***** SOURCE MATERIAL *****

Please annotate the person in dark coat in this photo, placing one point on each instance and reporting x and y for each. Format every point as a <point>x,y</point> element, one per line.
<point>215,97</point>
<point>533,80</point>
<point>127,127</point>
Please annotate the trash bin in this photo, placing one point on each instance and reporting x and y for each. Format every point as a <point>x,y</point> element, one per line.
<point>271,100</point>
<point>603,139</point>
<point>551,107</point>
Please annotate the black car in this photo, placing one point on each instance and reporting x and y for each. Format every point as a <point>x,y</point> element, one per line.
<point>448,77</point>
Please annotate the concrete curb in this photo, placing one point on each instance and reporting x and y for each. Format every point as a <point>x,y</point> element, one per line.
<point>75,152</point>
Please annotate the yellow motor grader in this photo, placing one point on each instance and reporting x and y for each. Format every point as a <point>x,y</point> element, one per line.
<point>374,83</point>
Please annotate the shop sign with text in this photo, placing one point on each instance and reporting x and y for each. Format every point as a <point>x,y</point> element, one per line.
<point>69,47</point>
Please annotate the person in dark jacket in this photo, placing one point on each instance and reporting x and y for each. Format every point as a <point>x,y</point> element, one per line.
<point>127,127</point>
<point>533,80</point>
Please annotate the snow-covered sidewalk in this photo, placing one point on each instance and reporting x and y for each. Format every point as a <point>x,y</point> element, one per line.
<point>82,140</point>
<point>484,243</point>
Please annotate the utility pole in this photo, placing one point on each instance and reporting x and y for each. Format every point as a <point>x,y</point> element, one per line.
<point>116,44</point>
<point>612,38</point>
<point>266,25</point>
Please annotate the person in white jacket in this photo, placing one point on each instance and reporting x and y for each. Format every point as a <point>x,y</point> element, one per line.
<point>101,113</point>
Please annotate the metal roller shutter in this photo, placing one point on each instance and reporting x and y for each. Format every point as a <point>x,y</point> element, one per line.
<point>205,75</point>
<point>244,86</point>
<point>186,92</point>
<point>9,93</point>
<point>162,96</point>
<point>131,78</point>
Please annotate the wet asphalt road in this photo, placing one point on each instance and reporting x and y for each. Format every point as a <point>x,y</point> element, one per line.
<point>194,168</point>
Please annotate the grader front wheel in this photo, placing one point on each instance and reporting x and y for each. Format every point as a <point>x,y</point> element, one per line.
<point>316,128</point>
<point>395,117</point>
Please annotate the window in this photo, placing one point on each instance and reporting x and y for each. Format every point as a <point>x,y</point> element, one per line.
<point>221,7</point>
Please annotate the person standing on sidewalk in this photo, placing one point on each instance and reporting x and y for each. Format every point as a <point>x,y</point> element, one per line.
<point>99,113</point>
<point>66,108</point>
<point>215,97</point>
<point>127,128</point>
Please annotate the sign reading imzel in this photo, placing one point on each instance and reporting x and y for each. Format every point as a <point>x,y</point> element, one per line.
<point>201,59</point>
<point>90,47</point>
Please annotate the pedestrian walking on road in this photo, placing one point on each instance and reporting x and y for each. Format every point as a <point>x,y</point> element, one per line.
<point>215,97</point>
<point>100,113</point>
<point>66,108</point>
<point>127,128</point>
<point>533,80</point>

*****

> **WHAT YOU SHOULD DO**
Could you write out all of the entries precisely as they stand?

> **WRITTEN ANSWER**
Please annotate the person in dark coat in this photo, placing one point on each instance and reporting x and y for each. Format every point as a <point>x,y</point> element, one per line.
<point>215,97</point>
<point>533,80</point>
<point>127,127</point>
Please annotate the trash bin in this photo, placing one point on each instance and reporting x and y for each. Format every point as a <point>x,y</point> element, one per line.
<point>271,100</point>
<point>603,139</point>
<point>551,107</point>
Please annotate the black car in this photo, placing one point on each instance and reporting x and y for each. Format every point as a <point>x,y</point> element, one per line.
<point>448,77</point>
Please annotate the concrete curb in this photo, placing one point on each instance and reporting x and y for each. Format every point as a <point>x,y</point> element, one per line.
<point>75,152</point>
Please annotate the yellow motor grader in this photo, placing one point on each instance and reporting x and y for each. Format every point as a <point>x,y</point> element, one per line.
<point>374,83</point>
Please annotate the shop sign with text in this photo, placing one point on each instance and reporting x and y for each. Format every point as a <point>x,y</point> element, one per line.
<point>69,47</point>
Please annotate the person in dark jacket in this photo, placing one point on each instance and reporting x and y for each. Format every point as a <point>x,y</point> element, one per line.
<point>127,127</point>
<point>533,80</point>
Please annotate the snow-covered sidewalk in this photo, placing one point on each instance and reporting x and y for each. Format every point as a <point>x,y</point> element, one per line.
<point>82,140</point>
<point>484,243</point>
Please annotate the utility pole in this photo, placing one point on each instance and reporting x and y for each. Format every point as a <point>x,y</point> element, one per line.
<point>116,44</point>
<point>612,38</point>
<point>266,25</point>
Please annotate the person in white jacket in this photo, placing one point on each instance and reporting x and y for each. Format every point as a <point>x,y</point> element, one per line.
<point>101,113</point>
Please annotate the metal roller shutter in this photo, placing one point on each instance and reporting x and y for each. Format every point as a <point>x,y</point> element, one per line.
<point>205,75</point>
<point>244,86</point>
<point>186,92</point>
<point>9,93</point>
<point>162,96</point>
<point>131,78</point>
Please annotate the wet asphalt road in this photo, placing one point on each instance and reporting x and y for each. Format every point as a <point>x,y</point> element, one per line.
<point>194,168</point>
Please annotate the grader front wheel in this photo, placing one point on each instance and reporting x and y for each. Format every point as a <point>x,y</point> element, one per line.
<point>316,128</point>
<point>395,117</point>
Please annotate the window in this photo, placing one point on each instance and reporting x and y for each. Format every point as a <point>x,y</point> element, one per line.
<point>221,7</point>
Please annotate the person standing on sidewalk in this photo, placing one point on each instance and reporting x and y for each. Format every point as a <point>x,y</point> element, one per line.
<point>99,113</point>
<point>66,108</point>
<point>215,97</point>
<point>127,128</point>
Please annotate the sign reading imzel in this photo, placing one point on each instance and reporting x and y for each. Format every point as a <point>x,y</point> element, one per line.
<point>201,59</point>
<point>90,47</point>
Please annotate the pedestrian walking on road in this photo, placing one point on each instance and reporting x and y for each. Format every point as a <point>x,y</point> element, one per line.
<point>215,97</point>
<point>100,113</point>
<point>66,108</point>
<point>127,128</point>
<point>533,80</point>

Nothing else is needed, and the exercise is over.